*Document passage*
┄┄┄┄┄┄┄┄┄┄
Add to that the issue of enforcement. There isn’t any practical way for the state of California – which, maybe you’ve heard, is in pretty bad shape – to monitor such a requirement. You might say: No biggie, at least more companies would use condoms more often, right? Only, industry insiders worry that an unenforceable condom mandate made from the outside could potentially undermine the voluntary testing system that the straight side of the industry currently has in place.(The gay side of the business is condoms-only, testing optional.) They worry that unreliable condom use paired with less testing — not to mention the previously mentioned “micro-abrasions” — could potentially put performers at greater risk.

I could spill a couple thousand words about ways to make sure that a condom mandate didn’t undermine the current testing system, but the truth is that so much of this debate simply comes down to the very unsexy issue of California state employment code. Most porn performers are considered contract workers, but in order to be supervised by California Division of Occupational Safety and Health, they would have to be reclassified as employees. As Greene told Adult Video News, “Under California law, it is illegal to require – I cannot underscore this heavily enough – it is illegal to require HIV testing or in fact any knowledge of the HIV status of any potential employee as a condition of employment. In other words, no producer would even be able to ask a performer if they had been tested, if such a law were to be enacted.” To do so would be considered employment discrimination. “It’ll be testing or condoms, take your choice,” he says. Unless, of course, the industry voluntarily adopted a condom-plus-testing policy, but that’s unlikely to happen unless consumers demand it.
┄┄┄┄┄┄┄┄┄┄
*Data section*
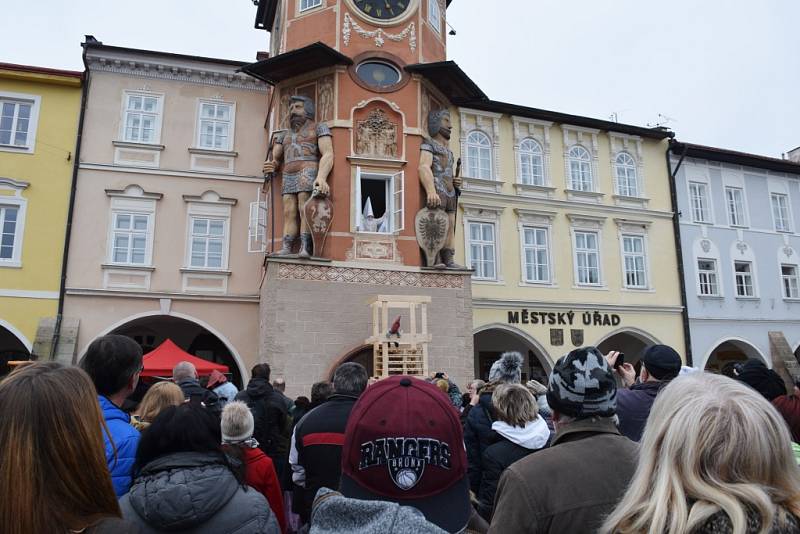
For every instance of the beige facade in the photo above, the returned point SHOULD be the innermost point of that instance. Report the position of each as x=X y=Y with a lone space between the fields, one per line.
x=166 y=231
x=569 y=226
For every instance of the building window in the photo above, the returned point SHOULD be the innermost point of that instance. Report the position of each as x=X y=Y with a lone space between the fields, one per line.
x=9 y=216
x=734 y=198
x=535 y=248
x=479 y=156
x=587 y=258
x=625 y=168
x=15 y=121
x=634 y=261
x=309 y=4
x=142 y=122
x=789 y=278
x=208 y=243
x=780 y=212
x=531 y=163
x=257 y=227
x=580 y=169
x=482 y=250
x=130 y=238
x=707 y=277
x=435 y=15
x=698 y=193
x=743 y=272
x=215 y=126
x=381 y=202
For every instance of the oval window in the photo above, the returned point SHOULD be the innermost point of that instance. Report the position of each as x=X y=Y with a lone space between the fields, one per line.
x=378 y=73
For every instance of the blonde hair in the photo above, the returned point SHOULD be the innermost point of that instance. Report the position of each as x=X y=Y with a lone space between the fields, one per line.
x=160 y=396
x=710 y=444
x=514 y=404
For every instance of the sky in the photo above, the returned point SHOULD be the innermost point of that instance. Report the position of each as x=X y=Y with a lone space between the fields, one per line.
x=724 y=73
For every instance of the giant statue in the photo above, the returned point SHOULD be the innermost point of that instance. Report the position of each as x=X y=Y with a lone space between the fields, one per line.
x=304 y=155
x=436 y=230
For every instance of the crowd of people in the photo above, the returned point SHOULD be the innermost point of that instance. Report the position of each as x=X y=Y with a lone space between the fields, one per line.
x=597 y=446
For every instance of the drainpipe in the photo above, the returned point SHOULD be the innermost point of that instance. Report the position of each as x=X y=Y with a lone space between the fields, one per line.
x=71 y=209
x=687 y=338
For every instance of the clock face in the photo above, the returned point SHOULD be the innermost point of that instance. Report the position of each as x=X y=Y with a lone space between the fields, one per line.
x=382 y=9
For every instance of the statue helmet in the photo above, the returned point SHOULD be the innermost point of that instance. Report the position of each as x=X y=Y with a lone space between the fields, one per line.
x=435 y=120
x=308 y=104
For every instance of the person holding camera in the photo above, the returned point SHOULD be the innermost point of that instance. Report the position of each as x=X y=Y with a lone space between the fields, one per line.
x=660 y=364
┄┄┄┄┄┄┄┄┄┄
*Questions to answer*
1. Do the following statements agree with the passage on California's porn-industry condom mandate? For each, answer yes or no and quote the words of the passage that decide it.
(a) The gay side of the industry uses condoms only, with testing optional.
(b) Most porn performers are classified as employees.
(c) Under California law, a producer may require HIV testing as a condition of employment.
2. Continue the passage on California's porn-industry condom mandate from its last sentence.

*Answers by item*
1.
(a) Yes: "The gay side of the business is condoms-only, testing optional."
(b) No: "Most porn performers are considered contract workers"
(c) No: "it is illegal to require HIV testing or in fact any knowledge of the HIV status of any potential employee as a condition of employment."

2.
That brings me right back to the same conclusion I came to before: It’s all about the audience. For those ethical porn consumers out there — and I’m convinced they do exist, despite past reader comments to the contrary — it’s possible to vote with your dollars. (Of course, much of what gets traction online is pirated material or free teasers for for-pay content, in which case the consumer vote is less direct.) The best middle ground solution I’ve come across is one suggested by Adult Industry Medical Health Care Foundation founder Sharon Mitchell shortly after the 2004 outbreak: Why not promote a “seal of approval” that advertises a porno’s ethical production values? The gold standard might be requiring rigorous two-week testing and actively defending workers’ right to perform with or without a condom. It would be a disclaimer of sorts — essentially, “no porn stars were harmed in the making of this movie.”

I can already hear some of you heaving exasperated sighs. Surely, you think I’m being a Pollyanna when it comes to the general porn audience: They want fantasy, not politics! But I see it as an issue of keeping the rather unerotic reality of disease from getting in the way of fantasy.